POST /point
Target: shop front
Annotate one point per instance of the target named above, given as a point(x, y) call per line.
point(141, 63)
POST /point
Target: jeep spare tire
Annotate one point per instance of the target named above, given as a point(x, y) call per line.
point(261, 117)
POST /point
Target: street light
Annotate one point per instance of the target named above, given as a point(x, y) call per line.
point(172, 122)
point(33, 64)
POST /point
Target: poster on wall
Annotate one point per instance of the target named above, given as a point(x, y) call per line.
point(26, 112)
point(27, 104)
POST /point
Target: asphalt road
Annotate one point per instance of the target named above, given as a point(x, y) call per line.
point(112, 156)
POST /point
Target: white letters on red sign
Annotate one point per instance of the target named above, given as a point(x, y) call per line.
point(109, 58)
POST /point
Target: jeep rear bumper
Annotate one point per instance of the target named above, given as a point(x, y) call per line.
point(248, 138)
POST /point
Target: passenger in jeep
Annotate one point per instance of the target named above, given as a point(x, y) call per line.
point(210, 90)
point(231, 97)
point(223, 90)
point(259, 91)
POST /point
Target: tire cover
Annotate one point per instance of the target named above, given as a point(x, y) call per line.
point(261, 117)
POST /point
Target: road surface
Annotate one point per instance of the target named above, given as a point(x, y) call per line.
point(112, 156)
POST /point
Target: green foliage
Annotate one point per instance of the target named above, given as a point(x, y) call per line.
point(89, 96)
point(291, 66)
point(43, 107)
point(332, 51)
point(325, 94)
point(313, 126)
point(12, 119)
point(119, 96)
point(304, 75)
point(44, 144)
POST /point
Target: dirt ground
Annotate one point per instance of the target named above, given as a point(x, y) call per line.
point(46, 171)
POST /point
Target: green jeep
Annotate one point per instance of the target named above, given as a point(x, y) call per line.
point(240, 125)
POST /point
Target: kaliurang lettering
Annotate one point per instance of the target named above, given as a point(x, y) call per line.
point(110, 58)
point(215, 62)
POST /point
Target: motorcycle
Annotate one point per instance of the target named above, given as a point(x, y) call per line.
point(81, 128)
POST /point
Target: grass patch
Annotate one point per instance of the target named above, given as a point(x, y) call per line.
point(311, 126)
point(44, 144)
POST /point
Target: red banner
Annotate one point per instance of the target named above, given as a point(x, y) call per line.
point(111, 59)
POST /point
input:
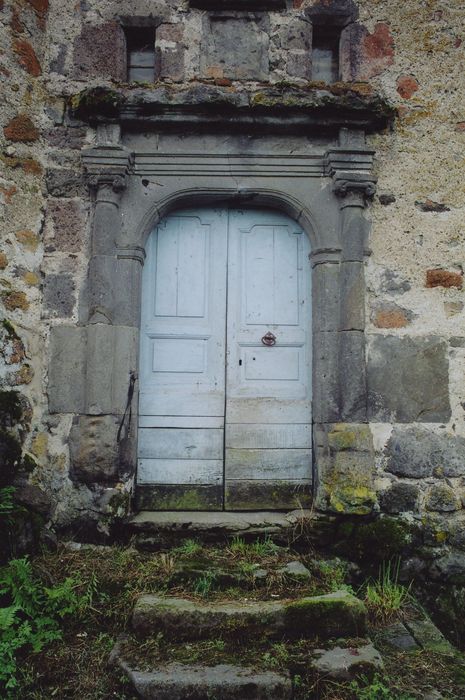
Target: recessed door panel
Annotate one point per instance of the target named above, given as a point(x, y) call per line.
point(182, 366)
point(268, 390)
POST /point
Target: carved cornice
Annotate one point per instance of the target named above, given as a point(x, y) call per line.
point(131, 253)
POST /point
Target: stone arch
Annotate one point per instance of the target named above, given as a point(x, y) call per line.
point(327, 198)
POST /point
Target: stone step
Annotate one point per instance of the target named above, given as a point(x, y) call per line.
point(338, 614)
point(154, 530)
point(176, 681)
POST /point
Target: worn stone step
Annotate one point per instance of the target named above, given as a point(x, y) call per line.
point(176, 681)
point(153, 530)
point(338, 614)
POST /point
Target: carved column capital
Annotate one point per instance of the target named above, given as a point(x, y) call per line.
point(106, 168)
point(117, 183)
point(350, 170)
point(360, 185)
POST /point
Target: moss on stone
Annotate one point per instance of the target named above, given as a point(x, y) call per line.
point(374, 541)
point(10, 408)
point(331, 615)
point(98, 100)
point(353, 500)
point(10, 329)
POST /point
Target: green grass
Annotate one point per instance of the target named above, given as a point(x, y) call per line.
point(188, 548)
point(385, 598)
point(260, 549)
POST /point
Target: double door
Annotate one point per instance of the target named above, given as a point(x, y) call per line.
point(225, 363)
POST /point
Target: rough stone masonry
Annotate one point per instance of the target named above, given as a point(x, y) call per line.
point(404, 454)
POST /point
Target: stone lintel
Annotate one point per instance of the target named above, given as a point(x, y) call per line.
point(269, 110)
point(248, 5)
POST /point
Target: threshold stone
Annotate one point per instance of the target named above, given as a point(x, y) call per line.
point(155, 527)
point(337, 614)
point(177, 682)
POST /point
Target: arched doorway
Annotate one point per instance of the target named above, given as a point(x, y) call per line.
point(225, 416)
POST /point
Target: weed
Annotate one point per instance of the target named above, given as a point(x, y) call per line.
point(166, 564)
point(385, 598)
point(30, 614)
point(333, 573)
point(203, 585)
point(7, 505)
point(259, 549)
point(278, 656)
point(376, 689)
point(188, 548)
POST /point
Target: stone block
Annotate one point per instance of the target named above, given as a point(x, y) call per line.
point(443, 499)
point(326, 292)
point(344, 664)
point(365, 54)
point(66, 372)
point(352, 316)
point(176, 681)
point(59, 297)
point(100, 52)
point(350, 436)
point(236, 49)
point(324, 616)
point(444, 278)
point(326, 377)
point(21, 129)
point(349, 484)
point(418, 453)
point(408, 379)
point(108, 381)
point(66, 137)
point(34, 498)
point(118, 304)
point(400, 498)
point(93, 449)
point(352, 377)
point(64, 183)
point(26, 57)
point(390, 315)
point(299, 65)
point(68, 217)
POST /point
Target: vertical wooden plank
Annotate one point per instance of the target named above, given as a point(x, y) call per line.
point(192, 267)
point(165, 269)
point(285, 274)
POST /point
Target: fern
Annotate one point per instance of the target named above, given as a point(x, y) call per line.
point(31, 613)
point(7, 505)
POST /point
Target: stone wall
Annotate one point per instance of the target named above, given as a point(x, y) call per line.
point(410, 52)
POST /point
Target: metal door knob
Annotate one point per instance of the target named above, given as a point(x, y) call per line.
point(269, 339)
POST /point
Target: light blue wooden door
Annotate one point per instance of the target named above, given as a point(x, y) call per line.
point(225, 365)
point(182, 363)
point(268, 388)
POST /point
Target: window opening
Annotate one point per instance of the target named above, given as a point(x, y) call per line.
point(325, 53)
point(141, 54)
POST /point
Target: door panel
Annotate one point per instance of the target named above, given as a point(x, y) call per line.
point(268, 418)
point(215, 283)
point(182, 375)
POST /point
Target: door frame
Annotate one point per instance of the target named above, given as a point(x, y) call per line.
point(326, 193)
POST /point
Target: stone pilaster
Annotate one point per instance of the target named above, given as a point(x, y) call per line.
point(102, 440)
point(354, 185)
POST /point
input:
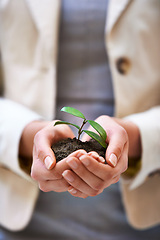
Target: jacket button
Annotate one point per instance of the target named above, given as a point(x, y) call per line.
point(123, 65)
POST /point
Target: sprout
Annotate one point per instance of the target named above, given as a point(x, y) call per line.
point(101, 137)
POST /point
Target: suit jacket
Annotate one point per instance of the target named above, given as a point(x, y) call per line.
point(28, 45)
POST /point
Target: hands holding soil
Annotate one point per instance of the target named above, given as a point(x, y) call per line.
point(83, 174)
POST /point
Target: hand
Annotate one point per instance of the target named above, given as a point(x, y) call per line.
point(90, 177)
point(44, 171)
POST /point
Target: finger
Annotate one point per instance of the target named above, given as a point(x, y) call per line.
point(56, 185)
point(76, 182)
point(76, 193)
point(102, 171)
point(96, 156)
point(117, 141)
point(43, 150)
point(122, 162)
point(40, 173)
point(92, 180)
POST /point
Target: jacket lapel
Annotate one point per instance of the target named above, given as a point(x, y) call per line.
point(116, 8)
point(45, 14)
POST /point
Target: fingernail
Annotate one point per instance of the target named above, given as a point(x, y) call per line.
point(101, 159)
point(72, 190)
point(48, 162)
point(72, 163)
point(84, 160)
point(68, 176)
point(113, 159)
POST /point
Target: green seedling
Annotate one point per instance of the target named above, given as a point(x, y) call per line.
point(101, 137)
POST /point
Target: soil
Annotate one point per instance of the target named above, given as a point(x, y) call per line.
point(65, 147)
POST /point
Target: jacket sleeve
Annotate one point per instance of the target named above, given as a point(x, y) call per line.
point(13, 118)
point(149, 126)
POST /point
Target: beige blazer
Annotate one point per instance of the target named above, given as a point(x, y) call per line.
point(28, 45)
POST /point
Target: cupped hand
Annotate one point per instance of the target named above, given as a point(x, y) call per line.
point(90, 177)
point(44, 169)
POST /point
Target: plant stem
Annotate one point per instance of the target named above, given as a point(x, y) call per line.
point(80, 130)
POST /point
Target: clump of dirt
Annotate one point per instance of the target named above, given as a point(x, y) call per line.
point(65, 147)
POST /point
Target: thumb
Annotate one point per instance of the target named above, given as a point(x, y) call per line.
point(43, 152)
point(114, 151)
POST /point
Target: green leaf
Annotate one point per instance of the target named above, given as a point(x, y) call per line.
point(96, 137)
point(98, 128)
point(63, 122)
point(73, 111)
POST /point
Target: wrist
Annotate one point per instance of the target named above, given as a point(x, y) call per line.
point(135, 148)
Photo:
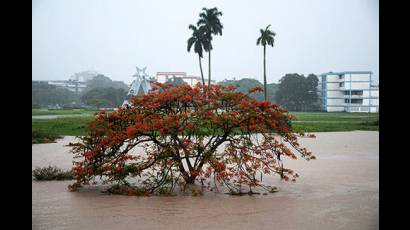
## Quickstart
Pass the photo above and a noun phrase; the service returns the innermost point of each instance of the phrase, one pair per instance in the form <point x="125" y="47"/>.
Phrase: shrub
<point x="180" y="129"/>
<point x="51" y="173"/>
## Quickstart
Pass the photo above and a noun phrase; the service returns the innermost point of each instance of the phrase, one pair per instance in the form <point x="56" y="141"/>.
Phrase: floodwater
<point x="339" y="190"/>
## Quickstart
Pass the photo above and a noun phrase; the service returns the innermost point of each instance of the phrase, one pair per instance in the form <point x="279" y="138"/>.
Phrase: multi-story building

### About this exercise
Would you copy all lines in the records where the string "carved" appears?

### Exercise response
Target: carved cornice
Target: carved column capital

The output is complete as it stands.